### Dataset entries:
────────
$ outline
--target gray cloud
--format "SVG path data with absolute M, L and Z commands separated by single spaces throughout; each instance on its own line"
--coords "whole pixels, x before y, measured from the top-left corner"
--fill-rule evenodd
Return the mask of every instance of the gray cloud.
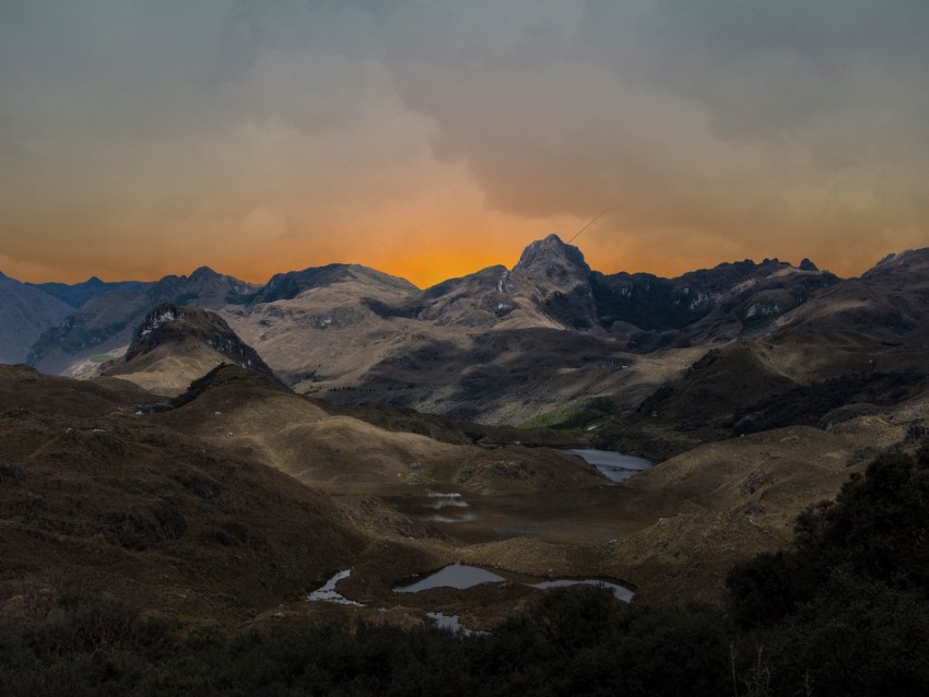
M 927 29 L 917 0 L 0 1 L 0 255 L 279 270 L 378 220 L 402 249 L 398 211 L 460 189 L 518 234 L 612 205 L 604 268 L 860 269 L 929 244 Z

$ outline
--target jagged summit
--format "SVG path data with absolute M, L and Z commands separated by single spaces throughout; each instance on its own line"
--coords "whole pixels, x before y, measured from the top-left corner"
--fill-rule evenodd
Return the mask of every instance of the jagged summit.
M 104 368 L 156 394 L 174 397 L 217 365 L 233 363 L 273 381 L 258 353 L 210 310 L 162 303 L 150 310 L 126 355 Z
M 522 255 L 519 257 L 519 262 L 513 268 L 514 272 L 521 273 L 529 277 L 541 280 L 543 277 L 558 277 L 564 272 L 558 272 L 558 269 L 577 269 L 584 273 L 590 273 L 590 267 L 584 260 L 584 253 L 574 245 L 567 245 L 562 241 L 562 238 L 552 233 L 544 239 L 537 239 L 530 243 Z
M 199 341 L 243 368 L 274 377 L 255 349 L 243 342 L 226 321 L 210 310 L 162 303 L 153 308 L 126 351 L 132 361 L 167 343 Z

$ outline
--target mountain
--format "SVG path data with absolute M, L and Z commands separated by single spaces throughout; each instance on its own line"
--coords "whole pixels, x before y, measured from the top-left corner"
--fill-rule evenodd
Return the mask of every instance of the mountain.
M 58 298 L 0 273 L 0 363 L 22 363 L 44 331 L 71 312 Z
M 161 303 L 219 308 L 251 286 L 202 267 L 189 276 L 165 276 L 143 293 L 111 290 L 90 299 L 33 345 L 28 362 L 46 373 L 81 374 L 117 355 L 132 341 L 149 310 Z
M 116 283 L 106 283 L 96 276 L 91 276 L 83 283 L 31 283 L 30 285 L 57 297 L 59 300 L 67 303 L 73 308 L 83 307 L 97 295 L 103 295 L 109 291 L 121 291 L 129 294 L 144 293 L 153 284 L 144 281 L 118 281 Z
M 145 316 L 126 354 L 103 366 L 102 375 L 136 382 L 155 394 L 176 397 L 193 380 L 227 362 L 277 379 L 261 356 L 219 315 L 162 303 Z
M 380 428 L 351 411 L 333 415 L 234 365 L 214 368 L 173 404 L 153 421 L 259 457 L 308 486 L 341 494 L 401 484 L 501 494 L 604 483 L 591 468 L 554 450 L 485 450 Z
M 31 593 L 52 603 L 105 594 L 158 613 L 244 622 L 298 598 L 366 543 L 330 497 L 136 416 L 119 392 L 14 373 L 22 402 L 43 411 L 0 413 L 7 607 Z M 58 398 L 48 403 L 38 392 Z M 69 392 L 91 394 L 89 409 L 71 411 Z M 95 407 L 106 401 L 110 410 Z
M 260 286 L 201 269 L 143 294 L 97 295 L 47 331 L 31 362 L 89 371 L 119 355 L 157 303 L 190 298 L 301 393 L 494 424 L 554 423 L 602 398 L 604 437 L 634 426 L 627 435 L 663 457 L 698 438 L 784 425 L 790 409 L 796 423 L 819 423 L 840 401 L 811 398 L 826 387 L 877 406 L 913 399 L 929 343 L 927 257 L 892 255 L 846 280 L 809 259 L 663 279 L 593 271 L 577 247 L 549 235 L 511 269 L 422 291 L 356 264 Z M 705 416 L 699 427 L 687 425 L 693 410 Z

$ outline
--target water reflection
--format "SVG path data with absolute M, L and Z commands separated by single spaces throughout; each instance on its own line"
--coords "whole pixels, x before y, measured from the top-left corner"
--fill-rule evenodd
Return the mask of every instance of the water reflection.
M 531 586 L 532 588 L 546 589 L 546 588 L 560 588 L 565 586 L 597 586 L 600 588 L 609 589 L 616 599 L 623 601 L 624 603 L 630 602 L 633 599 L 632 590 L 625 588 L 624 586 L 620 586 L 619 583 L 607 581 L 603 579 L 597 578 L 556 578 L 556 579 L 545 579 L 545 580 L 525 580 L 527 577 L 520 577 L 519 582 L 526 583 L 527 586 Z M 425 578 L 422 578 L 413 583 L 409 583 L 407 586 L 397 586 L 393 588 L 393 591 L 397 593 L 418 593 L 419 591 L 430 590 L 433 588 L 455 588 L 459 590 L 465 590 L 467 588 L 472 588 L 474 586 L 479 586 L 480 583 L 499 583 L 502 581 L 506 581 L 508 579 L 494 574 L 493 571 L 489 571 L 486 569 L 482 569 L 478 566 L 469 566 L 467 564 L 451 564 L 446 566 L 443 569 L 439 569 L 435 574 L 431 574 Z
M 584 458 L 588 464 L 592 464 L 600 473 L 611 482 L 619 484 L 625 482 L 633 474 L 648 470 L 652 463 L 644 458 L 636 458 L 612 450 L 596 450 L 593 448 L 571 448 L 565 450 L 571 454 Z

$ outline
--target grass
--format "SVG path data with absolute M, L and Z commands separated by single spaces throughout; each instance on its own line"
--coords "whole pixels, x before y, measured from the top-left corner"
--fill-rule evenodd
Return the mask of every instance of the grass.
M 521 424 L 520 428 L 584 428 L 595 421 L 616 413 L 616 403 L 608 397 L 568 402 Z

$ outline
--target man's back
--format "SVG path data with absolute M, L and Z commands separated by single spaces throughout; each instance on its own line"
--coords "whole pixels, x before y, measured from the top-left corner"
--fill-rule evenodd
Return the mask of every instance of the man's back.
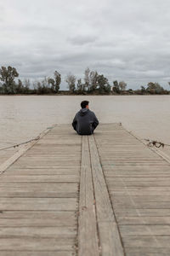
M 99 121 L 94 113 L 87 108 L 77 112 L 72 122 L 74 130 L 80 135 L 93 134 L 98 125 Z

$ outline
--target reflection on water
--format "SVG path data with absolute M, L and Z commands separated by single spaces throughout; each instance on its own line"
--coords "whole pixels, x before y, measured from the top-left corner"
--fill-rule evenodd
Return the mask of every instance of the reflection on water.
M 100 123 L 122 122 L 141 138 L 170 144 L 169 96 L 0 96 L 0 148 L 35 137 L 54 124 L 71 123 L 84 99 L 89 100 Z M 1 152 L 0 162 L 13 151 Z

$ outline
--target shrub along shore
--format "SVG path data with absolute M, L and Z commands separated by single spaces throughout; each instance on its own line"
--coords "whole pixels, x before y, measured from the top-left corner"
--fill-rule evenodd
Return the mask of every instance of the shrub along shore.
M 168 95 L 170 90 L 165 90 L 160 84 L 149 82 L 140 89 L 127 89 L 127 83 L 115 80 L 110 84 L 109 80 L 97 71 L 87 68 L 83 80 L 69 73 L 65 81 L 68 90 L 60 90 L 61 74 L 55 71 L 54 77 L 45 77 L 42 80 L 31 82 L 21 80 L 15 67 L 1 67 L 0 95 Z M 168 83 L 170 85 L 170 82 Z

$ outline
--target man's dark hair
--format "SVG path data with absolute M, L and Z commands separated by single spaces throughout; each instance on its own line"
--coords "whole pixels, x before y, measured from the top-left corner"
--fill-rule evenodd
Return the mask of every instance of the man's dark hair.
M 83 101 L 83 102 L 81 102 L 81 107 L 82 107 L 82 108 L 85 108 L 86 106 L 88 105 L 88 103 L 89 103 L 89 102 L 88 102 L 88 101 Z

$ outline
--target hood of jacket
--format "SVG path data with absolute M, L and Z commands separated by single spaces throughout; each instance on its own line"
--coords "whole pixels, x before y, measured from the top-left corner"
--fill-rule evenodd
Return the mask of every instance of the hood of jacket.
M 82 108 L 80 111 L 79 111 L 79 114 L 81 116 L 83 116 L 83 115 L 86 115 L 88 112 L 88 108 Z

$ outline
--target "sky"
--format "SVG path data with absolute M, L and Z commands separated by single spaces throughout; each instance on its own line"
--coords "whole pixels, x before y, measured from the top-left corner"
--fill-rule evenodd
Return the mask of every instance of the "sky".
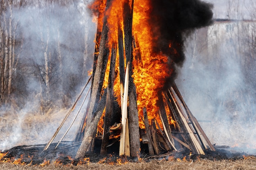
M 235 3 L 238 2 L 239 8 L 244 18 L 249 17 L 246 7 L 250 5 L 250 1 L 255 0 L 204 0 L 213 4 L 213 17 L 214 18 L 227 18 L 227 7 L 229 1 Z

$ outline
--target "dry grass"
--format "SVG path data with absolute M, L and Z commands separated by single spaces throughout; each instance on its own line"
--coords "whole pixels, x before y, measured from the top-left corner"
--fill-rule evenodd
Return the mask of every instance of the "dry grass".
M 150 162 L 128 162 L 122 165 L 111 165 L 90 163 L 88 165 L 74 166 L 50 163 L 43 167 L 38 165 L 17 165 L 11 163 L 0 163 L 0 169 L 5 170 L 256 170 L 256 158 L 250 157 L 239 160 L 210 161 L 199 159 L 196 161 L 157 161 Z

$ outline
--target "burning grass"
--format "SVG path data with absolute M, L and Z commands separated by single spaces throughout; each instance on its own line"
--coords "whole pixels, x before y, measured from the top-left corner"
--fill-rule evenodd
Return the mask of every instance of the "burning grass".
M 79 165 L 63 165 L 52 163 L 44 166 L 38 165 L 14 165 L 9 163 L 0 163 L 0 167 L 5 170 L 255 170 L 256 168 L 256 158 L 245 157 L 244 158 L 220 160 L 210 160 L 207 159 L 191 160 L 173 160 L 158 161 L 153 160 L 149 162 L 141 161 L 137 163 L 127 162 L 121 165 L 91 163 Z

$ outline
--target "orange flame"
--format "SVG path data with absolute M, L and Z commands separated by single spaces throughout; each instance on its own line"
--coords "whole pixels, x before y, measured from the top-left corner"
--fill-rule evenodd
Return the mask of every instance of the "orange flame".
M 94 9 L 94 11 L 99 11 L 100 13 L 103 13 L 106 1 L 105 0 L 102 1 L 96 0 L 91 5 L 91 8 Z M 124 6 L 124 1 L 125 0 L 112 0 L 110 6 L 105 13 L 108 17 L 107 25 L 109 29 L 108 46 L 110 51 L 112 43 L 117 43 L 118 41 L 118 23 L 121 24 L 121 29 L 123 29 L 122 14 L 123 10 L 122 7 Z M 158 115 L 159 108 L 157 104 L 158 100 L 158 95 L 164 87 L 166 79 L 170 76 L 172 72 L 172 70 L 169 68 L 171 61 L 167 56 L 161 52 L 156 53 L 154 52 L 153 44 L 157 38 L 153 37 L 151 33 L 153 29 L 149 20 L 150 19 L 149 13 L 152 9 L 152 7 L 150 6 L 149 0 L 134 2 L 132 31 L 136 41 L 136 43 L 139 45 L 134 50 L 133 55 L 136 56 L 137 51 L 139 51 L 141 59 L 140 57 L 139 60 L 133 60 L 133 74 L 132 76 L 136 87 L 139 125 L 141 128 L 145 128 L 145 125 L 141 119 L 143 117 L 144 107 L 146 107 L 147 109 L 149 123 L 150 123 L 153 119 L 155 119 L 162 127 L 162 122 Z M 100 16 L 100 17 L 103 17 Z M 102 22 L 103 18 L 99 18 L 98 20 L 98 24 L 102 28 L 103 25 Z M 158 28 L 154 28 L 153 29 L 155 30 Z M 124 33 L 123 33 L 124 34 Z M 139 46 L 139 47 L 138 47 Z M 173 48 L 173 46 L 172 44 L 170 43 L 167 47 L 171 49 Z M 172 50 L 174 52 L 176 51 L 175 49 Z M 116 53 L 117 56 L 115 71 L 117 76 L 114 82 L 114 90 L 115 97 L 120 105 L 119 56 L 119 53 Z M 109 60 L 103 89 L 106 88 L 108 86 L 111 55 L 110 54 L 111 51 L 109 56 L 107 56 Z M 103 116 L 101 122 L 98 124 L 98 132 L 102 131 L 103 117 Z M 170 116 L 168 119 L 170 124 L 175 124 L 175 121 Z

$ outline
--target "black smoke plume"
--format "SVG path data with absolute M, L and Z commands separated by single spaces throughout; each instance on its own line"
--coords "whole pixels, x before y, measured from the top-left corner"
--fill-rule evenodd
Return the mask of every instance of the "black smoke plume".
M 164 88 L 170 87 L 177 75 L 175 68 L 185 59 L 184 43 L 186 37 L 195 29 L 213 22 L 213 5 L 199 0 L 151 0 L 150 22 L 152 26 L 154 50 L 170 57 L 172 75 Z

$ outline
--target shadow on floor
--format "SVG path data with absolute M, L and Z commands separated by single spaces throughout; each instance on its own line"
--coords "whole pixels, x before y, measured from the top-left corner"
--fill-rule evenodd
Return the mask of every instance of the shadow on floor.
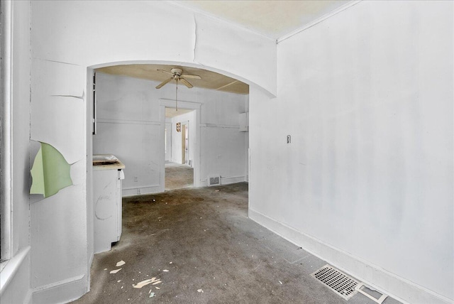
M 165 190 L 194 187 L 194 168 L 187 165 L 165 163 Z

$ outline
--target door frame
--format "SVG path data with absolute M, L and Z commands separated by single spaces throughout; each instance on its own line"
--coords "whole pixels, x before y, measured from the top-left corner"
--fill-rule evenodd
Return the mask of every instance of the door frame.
────────
Show every line of the material above that contains the string "along", matching case exactly.

--target shrub along shore
Return the mask of every instance of the shrub along shore.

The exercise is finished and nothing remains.